Each entry below is to be extracted exactly.

____

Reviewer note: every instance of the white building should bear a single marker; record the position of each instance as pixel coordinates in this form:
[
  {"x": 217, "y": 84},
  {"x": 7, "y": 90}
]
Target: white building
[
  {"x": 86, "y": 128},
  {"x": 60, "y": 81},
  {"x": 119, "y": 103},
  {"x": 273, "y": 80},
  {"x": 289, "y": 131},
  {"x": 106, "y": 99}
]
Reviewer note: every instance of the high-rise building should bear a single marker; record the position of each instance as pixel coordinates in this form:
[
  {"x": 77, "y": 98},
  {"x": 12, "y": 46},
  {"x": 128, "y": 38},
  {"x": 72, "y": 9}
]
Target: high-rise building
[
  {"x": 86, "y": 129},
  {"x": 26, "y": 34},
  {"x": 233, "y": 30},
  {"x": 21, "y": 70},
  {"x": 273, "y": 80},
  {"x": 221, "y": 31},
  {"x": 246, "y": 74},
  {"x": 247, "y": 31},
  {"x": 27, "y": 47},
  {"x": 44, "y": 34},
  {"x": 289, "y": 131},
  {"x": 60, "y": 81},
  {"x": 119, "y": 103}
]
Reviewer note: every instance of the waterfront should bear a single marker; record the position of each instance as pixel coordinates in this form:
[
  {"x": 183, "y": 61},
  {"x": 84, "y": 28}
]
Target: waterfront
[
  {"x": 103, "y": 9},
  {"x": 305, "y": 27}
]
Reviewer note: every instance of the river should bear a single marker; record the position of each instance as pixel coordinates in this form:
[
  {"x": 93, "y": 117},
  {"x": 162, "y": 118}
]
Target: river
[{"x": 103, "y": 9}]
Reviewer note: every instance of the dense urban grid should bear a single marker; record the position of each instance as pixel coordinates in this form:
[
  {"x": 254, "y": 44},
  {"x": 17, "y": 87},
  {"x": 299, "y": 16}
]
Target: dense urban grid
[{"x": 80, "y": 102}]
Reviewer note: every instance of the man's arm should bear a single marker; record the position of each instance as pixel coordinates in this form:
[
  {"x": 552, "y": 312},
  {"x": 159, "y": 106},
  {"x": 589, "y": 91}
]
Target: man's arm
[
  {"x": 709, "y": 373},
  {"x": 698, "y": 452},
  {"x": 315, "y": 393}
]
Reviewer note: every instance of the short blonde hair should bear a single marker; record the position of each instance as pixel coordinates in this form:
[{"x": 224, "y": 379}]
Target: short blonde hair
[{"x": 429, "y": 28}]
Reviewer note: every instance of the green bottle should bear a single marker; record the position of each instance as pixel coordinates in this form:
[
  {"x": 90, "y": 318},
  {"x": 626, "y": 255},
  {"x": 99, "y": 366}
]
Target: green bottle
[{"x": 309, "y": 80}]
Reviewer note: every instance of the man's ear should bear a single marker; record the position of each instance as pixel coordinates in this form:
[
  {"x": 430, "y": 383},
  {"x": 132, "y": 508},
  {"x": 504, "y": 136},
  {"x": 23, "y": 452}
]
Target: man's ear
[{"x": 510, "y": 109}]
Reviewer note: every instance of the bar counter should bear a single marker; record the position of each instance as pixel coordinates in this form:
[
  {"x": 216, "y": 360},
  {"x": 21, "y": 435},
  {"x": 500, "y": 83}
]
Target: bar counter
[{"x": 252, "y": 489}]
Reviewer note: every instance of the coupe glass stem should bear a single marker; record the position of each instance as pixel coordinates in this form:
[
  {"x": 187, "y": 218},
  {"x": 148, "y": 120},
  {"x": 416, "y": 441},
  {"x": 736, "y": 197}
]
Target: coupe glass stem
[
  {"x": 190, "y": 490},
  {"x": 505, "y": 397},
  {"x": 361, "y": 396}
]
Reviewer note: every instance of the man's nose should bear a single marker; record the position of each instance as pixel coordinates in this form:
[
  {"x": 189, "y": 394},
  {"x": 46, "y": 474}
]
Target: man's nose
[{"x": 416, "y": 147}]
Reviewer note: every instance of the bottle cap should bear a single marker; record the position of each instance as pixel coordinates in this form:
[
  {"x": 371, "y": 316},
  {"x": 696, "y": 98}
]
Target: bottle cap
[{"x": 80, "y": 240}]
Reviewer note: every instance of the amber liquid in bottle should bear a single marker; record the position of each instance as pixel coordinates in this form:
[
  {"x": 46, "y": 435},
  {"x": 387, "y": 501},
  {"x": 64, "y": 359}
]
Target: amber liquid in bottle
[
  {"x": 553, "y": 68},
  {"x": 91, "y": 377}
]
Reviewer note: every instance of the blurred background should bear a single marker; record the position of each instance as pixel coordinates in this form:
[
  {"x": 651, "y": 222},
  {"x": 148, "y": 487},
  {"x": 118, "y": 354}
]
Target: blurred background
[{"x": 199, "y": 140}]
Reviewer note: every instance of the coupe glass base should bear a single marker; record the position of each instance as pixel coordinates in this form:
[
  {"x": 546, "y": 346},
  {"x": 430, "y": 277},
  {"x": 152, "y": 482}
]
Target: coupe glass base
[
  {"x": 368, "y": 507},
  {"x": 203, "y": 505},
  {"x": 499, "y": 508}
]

____

TASK RESULT =
Reviewer note: every instance of the white building should bear a single marker; record the position of each instance as pixel coordinates in this form:
[
  {"x": 217, "y": 84},
  {"x": 7, "y": 90}
]
Target: white building
[
  {"x": 86, "y": 128},
  {"x": 60, "y": 81},
  {"x": 119, "y": 103},
  {"x": 273, "y": 80},
  {"x": 289, "y": 131},
  {"x": 106, "y": 99}
]
Reviewer note: every instance of the high-rise building should bear a single marker; record the position of each instance as pixel coordinates in this form:
[
  {"x": 77, "y": 98},
  {"x": 12, "y": 46},
  {"x": 128, "y": 38},
  {"x": 72, "y": 9}
]
Target: high-rise building
[
  {"x": 86, "y": 129},
  {"x": 26, "y": 34},
  {"x": 233, "y": 30},
  {"x": 21, "y": 70},
  {"x": 273, "y": 80},
  {"x": 221, "y": 31},
  {"x": 246, "y": 74},
  {"x": 247, "y": 31},
  {"x": 27, "y": 47},
  {"x": 44, "y": 34},
  {"x": 289, "y": 131},
  {"x": 60, "y": 81},
  {"x": 119, "y": 103}
]
Reviewer note: every instance of the waterfront should bear a single marker; record the position of each instance as pixel coordinates in this form:
[
  {"x": 183, "y": 61},
  {"x": 84, "y": 28}
]
Target: waterfront
[
  {"x": 103, "y": 9},
  {"x": 305, "y": 27}
]
Reviewer note: every instance of the river should bear a single marker; record the position of each instance as pixel coordinates in this form:
[
  {"x": 93, "y": 117},
  {"x": 162, "y": 118}
]
Target: river
[{"x": 103, "y": 9}]
Reviewer note: every instance of the dense urban grid should bear a single marker; record the position of each instance as pixel coordinates in this form:
[
  {"x": 254, "y": 44},
  {"x": 17, "y": 87},
  {"x": 299, "y": 16}
]
Target: dense urban grid
[{"x": 80, "y": 102}]
Reviewer note: every instance of the man's arm should bear a single marker; record the position of each instance as pixel coordinates in this form:
[
  {"x": 552, "y": 312},
  {"x": 159, "y": 106},
  {"x": 589, "y": 91}
]
Target: man's arm
[
  {"x": 709, "y": 373},
  {"x": 698, "y": 452},
  {"x": 315, "y": 393}
]
Reviewer note: every instance of the short blonde hair should bear a single marker; record the position of each instance as pixel coordinates in this form:
[{"x": 224, "y": 379}]
Target: short blonde hair
[{"x": 429, "y": 28}]
Reviewer note: every instance of the green bottle should bear a single marker; record the position of each instance as pixel coordinates in this form:
[
  {"x": 90, "y": 318},
  {"x": 626, "y": 255},
  {"x": 99, "y": 366}
]
Target: green bottle
[{"x": 309, "y": 80}]
Reviewer note: every instance of the man's ear should bear a single marker; record the position of each instance as pixel coordinates in this form:
[
  {"x": 430, "y": 383},
  {"x": 132, "y": 508},
  {"x": 504, "y": 136},
  {"x": 23, "y": 452}
]
Target: man's ear
[{"x": 510, "y": 109}]
Reviewer note: every instance of the bar counter should bear a single marker; record the position of each instance as pixel coordinates in this form:
[
  {"x": 216, "y": 360},
  {"x": 21, "y": 435},
  {"x": 500, "y": 83}
]
Target: bar counter
[{"x": 252, "y": 489}]
Reviewer note: every instance of the coupe glass stem should bear a single marker; record the position of each instance as pixel coordinates in this form:
[
  {"x": 187, "y": 218},
  {"x": 148, "y": 120},
  {"x": 416, "y": 441},
  {"x": 736, "y": 197}
]
Target: coupe glass stem
[
  {"x": 190, "y": 490},
  {"x": 505, "y": 397},
  {"x": 361, "y": 396}
]
Reviewer note: every instance of the man's nose should bear a single marker; record the position of each instance as pixel coordinates in this form:
[
  {"x": 189, "y": 394},
  {"x": 46, "y": 474}
]
Target: man's nose
[{"x": 416, "y": 147}]
Reviewer note: every instance of the bottle cap should bear a single marker; record the position of each instance as pixel coordinates in this form:
[
  {"x": 371, "y": 316},
  {"x": 696, "y": 98}
]
Target: bottle cap
[{"x": 80, "y": 240}]
Reviewer note: every instance of the amber liquid in bottle should bear a single marker; record the position of each instance as pixel coordinates in this form:
[
  {"x": 46, "y": 435},
  {"x": 387, "y": 501},
  {"x": 64, "y": 359}
]
Target: amber liquid in bottle
[
  {"x": 553, "y": 68},
  {"x": 91, "y": 377}
]
Reviewer note: every instance of the blurred background should bear a single marker; record the position of each instance as pixel coordinates in this form:
[
  {"x": 651, "y": 222},
  {"x": 148, "y": 487},
  {"x": 118, "y": 354}
]
Target: blurred background
[{"x": 199, "y": 140}]
Reviewer note: every instance of the coupe glass base should bear a single marker; record the position of each instance as pixel coordinates in this form:
[
  {"x": 546, "y": 346},
  {"x": 430, "y": 277},
  {"x": 152, "y": 482}
]
Target: coupe glass base
[
  {"x": 368, "y": 507},
  {"x": 203, "y": 505},
  {"x": 499, "y": 508}
]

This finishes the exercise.